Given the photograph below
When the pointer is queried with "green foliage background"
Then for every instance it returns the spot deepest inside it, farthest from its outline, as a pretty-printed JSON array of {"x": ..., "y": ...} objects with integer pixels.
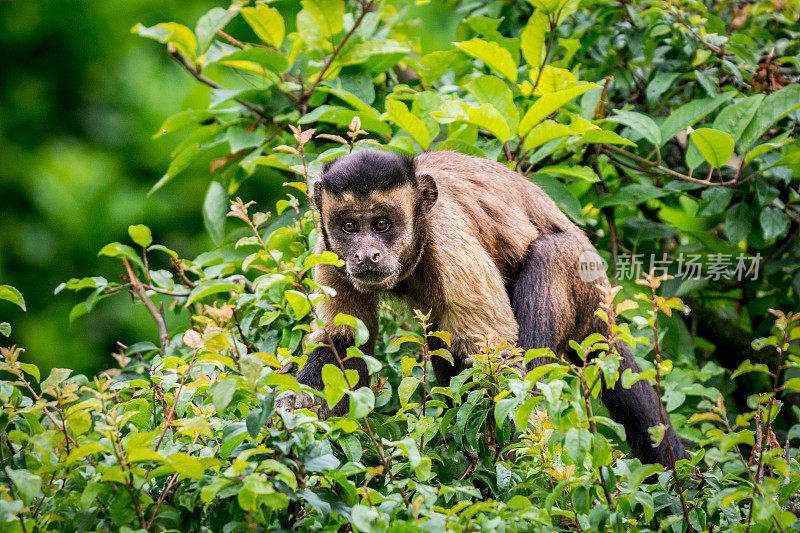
[{"x": 660, "y": 127}]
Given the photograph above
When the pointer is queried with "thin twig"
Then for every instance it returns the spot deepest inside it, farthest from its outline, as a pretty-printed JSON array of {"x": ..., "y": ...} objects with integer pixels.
[
  {"x": 662, "y": 413},
  {"x": 158, "y": 317},
  {"x": 306, "y": 93},
  {"x": 195, "y": 72}
]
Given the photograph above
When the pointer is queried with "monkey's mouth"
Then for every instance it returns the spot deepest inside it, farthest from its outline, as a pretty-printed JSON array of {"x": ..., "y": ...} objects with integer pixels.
[{"x": 373, "y": 279}]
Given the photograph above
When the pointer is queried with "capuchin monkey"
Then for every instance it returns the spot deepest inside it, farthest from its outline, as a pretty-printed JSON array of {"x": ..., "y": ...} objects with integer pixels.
[{"x": 480, "y": 246}]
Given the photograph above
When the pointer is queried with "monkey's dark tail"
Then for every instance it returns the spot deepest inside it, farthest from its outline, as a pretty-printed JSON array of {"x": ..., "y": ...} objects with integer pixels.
[{"x": 638, "y": 409}]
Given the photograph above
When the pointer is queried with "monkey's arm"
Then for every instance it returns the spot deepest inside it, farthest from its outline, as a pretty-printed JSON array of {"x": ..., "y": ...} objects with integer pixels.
[{"x": 336, "y": 339}]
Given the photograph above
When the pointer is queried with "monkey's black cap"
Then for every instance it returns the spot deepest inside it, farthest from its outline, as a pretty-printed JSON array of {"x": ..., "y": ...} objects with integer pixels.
[{"x": 367, "y": 170}]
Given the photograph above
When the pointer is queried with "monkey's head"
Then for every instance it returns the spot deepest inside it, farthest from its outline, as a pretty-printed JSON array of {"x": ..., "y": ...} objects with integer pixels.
[{"x": 373, "y": 208}]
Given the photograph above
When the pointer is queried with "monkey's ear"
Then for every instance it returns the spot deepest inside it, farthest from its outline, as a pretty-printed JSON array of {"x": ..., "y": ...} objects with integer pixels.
[
  {"x": 318, "y": 196},
  {"x": 427, "y": 188}
]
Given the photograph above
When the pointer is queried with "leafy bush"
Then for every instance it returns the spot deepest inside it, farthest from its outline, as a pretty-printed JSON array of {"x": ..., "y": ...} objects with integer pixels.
[{"x": 697, "y": 155}]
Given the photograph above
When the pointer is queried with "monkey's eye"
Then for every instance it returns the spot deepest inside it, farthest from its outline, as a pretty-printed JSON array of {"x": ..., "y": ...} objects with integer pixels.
[
  {"x": 349, "y": 226},
  {"x": 381, "y": 224}
]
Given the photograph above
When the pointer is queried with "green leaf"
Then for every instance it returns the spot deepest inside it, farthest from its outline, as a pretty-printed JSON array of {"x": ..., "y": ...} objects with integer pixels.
[
  {"x": 493, "y": 91},
  {"x": 317, "y": 457},
  {"x": 545, "y": 132},
  {"x": 766, "y": 147},
  {"x": 176, "y": 34},
  {"x": 263, "y": 57},
  {"x": 690, "y": 113},
  {"x": 718, "y": 199},
  {"x": 774, "y": 107},
  {"x": 209, "y": 287},
  {"x": 56, "y": 377},
  {"x": 397, "y": 112},
  {"x": 328, "y": 14},
  {"x": 207, "y": 26},
  {"x": 370, "y": 52},
  {"x": 560, "y": 195},
  {"x": 325, "y": 258},
  {"x": 747, "y": 368},
  {"x": 603, "y": 137},
  {"x": 83, "y": 451},
  {"x": 215, "y": 210},
  {"x": 659, "y": 84},
  {"x": 362, "y": 402},
  {"x": 493, "y": 56},
  {"x": 28, "y": 485},
  {"x": 716, "y": 146},
  {"x": 116, "y": 249},
  {"x": 489, "y": 118},
  {"x": 738, "y": 222},
  {"x": 299, "y": 303},
  {"x": 734, "y": 118},
  {"x": 360, "y": 329},
  {"x": 406, "y": 389},
  {"x": 141, "y": 235},
  {"x": 577, "y": 442},
  {"x": 185, "y": 465},
  {"x": 657, "y": 433},
  {"x": 11, "y": 294},
  {"x": 532, "y": 40},
  {"x": 642, "y": 124},
  {"x": 222, "y": 394},
  {"x": 30, "y": 369},
  {"x": 251, "y": 366},
  {"x": 337, "y": 383},
  {"x": 774, "y": 222},
  {"x": 266, "y": 22},
  {"x": 550, "y": 103},
  {"x": 575, "y": 171},
  {"x": 239, "y": 138}
]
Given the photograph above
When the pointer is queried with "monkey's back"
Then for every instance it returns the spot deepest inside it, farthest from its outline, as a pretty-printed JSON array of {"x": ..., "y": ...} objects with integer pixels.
[{"x": 508, "y": 211}]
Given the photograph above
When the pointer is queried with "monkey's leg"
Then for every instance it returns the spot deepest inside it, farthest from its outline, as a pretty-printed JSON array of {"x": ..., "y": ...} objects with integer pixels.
[
  {"x": 553, "y": 305},
  {"x": 637, "y": 409}
]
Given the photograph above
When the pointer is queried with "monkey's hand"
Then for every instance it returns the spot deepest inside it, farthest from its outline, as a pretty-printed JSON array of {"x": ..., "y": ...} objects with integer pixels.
[{"x": 292, "y": 401}]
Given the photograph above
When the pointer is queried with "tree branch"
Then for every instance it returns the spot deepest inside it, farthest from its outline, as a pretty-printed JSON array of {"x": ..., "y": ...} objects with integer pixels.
[
  {"x": 306, "y": 93},
  {"x": 195, "y": 71},
  {"x": 158, "y": 317}
]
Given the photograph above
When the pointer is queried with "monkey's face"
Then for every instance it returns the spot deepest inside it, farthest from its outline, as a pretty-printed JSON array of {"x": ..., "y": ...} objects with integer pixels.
[{"x": 375, "y": 236}]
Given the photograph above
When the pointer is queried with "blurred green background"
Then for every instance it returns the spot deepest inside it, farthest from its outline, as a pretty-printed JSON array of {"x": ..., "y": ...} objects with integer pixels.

* [Objective]:
Copy the records above exactly, omitting every picture.

* [Answer below]:
Given the photograph below
When the pointer is queried with "green foliage background"
Then for every instance it returns the spot deepest inside it, farthest from its outline, as a pretty-printed JSON array of {"x": ..., "y": ...} objects with integer pixels.
[{"x": 660, "y": 127}]
Given the photograph above
When the pointer is queried with "thin twig"
Then for every instance it returns the spot deepest inside it, farthest from its outline, as a pretty-printed JSON array of {"x": ..., "y": ...} objects with integer pixels.
[
  {"x": 662, "y": 413},
  {"x": 158, "y": 317},
  {"x": 306, "y": 93},
  {"x": 195, "y": 72}
]
Given the photograph above
When the pointer is queried with "monkey's mouth"
Then for every instance it returns the spot deepest inside it, farthest from its outline, as a pretty-printed JSON array of {"x": ..., "y": ...} objects with integer pixels.
[{"x": 373, "y": 279}]
Given the photograph above
When the pointer is queried with "capuchin monkey"
Then for every instance it returns the spot deepest inside it, farthest from its outline, as a pretty-printed JSON array of {"x": ..., "y": ...} objects with integer pixels.
[{"x": 480, "y": 246}]
Given the photograph above
When the pointer is queried with "monkey's dark tail"
Then for every instance it returns the spot deepest inside it, farthest from its outline, as a pretty-printed JSON array of {"x": ..., "y": ...} objects with integer pixels.
[{"x": 638, "y": 409}]
Given the photograph above
When the pointer is queried with "monkey's arm"
Then for every instance it returns the spot deepest inside it, farthest from its outline, as a pretty-printed JSON array of {"x": ..., "y": ...} objects with integer pixels.
[{"x": 336, "y": 339}]
Given the photograph above
When the pointer is queried with "monkey's black cap"
Then for every instance it returns the spot deepest inside it, farthest from its outline, as a pretty-printed JSON array of {"x": ..., "y": ...} objects with integer pixels.
[{"x": 367, "y": 170}]
Given the photograph above
When the pointer is queried with "monkey's head"
Then for every instance it returns the spot deepest inside it, farthest from its outline, as a pretty-printed JSON array of {"x": ..., "y": ...} objects with integer pixels.
[{"x": 373, "y": 208}]
Given the photograph above
When the pointer is queried with "monkey's ear"
Then for every instance it returns the spot deepest inside it, farthest from its outline, as a pretty-printed JSON array of {"x": ..., "y": ...} objects with integer pixels.
[
  {"x": 318, "y": 196},
  {"x": 427, "y": 188}
]
Given the photograph above
When the pointer is queried with "leafy bush"
Then for every instance it returns the spot deepest inside it, farthest from its outline, as a pretty-printed JSON array of {"x": ..., "y": ...} objects with integer pixels.
[{"x": 697, "y": 155}]
Given the photograph above
When the pointer is queried with "monkey's eye"
Then for every instance it returns the spot deepest inside it, farthest from its outline, as a pretty-printed JSON array of {"x": ..., "y": ...} objects with integer pixels.
[
  {"x": 349, "y": 226},
  {"x": 381, "y": 224}
]
Given the photograph above
When the pointer is queried with "green leaf"
Then for every instance it returns the spot deepest inside it, farthest from its outline, as a pretty-printed JSON array of {"x": ..., "y": ...} objects with integer pixels.
[
  {"x": 493, "y": 91},
  {"x": 317, "y": 457},
  {"x": 545, "y": 132},
  {"x": 766, "y": 147},
  {"x": 176, "y": 34},
  {"x": 263, "y": 57},
  {"x": 690, "y": 113},
  {"x": 718, "y": 199},
  {"x": 774, "y": 107},
  {"x": 209, "y": 287},
  {"x": 56, "y": 377},
  {"x": 397, "y": 112},
  {"x": 328, "y": 14},
  {"x": 207, "y": 26},
  {"x": 370, "y": 52},
  {"x": 560, "y": 195},
  {"x": 325, "y": 258},
  {"x": 747, "y": 368},
  {"x": 603, "y": 137},
  {"x": 83, "y": 451},
  {"x": 215, "y": 210},
  {"x": 659, "y": 84},
  {"x": 362, "y": 402},
  {"x": 493, "y": 56},
  {"x": 28, "y": 485},
  {"x": 716, "y": 146},
  {"x": 116, "y": 249},
  {"x": 489, "y": 118},
  {"x": 738, "y": 222},
  {"x": 299, "y": 303},
  {"x": 734, "y": 118},
  {"x": 360, "y": 329},
  {"x": 406, "y": 389},
  {"x": 141, "y": 235},
  {"x": 577, "y": 442},
  {"x": 185, "y": 465},
  {"x": 657, "y": 433},
  {"x": 11, "y": 294},
  {"x": 532, "y": 40},
  {"x": 642, "y": 124},
  {"x": 222, "y": 394},
  {"x": 30, "y": 369},
  {"x": 251, "y": 366},
  {"x": 337, "y": 383},
  {"x": 774, "y": 222},
  {"x": 266, "y": 22},
  {"x": 550, "y": 103},
  {"x": 575, "y": 171},
  {"x": 239, "y": 138}
]
Given the photograph above
When the pointer is queried with "monkey's back"
Then for every instance it returns the spot deepest inside it, farthest from its outline, as a pretty-printed JSON array of {"x": ..., "y": ...} objects with integer pixels.
[{"x": 508, "y": 211}]
Given the photograph above
When the pointer is queried with "monkey's leg"
Then for every instance it returns the spot deepest inside it, farthest from its outline, as a pretty-printed JSON array of {"x": ..., "y": ...} objects with integer pixels.
[
  {"x": 553, "y": 305},
  {"x": 637, "y": 409}
]
Given the photograph above
When the pointer is queried with "monkey's hand"
Then for every instance it returns the spot deepest inside it, farthest from its outline, as a pretty-printed JSON array of {"x": ..., "y": ...} objects with integer pixels.
[{"x": 292, "y": 401}]
Given the photograph above
When the pointer is queried with "tree branch"
Then for every instance it returns the spot deepest inside it, farthest from its outline, as a pretty-printed JSON array of {"x": ..., "y": ...} objects with integer pixels.
[
  {"x": 306, "y": 93},
  {"x": 195, "y": 71},
  {"x": 158, "y": 317}
]
Given the photograph above
When the pointer is queried with "monkey's face"
Then for every instance it returns the spot deepest inside it, farthest from its outline, as a pretty-printed JSON array of {"x": ..., "y": ...} objects with integer pixels.
[{"x": 375, "y": 236}]
Given the photograph above
When the pointer is queried with "blurred green background"
Then for every instance it returns the spot deepest inside it, farthest from its outline, as a pretty-printed JSON array of {"x": ..., "y": ...} objects with integer pixels.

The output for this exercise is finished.